DOCUMENT PASSAGE:
Content starts

Real Estate Investor Jaf Glazer Reverse Engineers Hotel Investments to Imagine Post-Pandemic Life

by Amir Bakian

The COVID-19 pandemic has taken a toll on various facets of the real estate market, and perhaps no one is being hit harder than hotels. Real estate investor Jaf Glazer has been analyzing the market during the pandemic and has developed a bird’s eye view of what hotel investments will look like in the post-pandemic world. Less and less people are occupying hotels during the pandemic, leading to higher vacancies. Their average daily rates (ADR) will be too low to generate sufficient revenue, making it challenging for owners to afford to keep these hotels. The hotel owners will miss multiple debt payments and lenders will give these borrowers mortgage forbearance.

During the first wave of the pandemic, hotels experienced weak performance and broken construction. During the second wave, stronger hotels will be over-leveraged after spending their cash reserves and PPP. In the post-pandemic life, there will be disposed REO from portfolio lenders and workouts from special servicers on CMBS–a process that will take two to three years. Borrowers that have weaker balance sheets will be more prone to foreclosure as opposed to borrowers that have newer relationships with the banks and smaller balance sheets.

After the pandemic, some hotels such as limited service or extended stay will become workforce housing. Expect resorts that exhibited extremely low occupancy during the pandemic to turn into residential developments, allowing for the reset button to be pressed on some of these hotels. Glazer also predicts that hotels may trade hands in situations where the equity is wiped. Another buyer will swoop in and buy the debt to foreclose or directly from a lender who may have foreclosed, and the buyer would then own the asset.

Hotel owners were using PPP money to stay afloat and seemingly now that has run out. Without further stimulus, it’s going to be even more hurtful for them as the coronavirus continues to rage, even though there’s a vaccine projected in mid to late 2021. Hotel to multifamily conversions will occur in many cases. Some hotels may have floorplans making them more conducive to one or two bedroom conversions versus smaller workforce housing. This is a differentiator between limited service versus extended stay hotels which may have larger rooms. However, many hotels have flags that have exorbitant termination fees. These fees will make it prohibitive to turn certain hotel assets into multifamily unless the hotel flags are willing to wave these fees. Similarly, union hotels also may be extremely hard to convert to multifamily as terminating union agreements and liabilities will require a buyout. At times, union contracts provide for termination should there be a change of use in the hotel. AirBnb competitors such as Saunder lease apartments monthly and rent them out daily have been switching their model from fixed rent to revenue share with landlords. This change in business model will occur as rates lag post-pandemic and are less predictable. This will allow for companies like Saunder to protect their downside while capturing upside.

Content ends

YOUR INSTRUCTIONS: Copy the passage of the hotel investments article starting at "During the first" and ending at "smaller balance sheets.". The items that come next are unrelated to the article on hotel investments.

DATA SECTION:

Content starts

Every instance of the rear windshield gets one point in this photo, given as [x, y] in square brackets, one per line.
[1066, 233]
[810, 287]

Content ends
Content starts

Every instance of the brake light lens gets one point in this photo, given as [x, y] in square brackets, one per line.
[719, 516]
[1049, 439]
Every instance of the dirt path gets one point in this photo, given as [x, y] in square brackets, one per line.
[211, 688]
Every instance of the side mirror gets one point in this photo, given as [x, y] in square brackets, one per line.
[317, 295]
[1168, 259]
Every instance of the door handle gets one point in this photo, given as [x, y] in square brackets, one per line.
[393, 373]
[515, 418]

Content ends

EXPECTED ANSWER:
During the first wave of the pandemic, hotels experienced weak performance and broken construction. During the second wave, stronger hotels will be over-leveraged after spending their cash reserves and PPP. In the post-pandemic life, there will be disposed REO from portfolio lenders and workouts from special servicers on CMBS–a process that will take two to three years. Borrowers that have weaker balance sheets will be more prone to foreclosure as opposed to borrowers that have newer relationships with the banks and smaller balance sheets.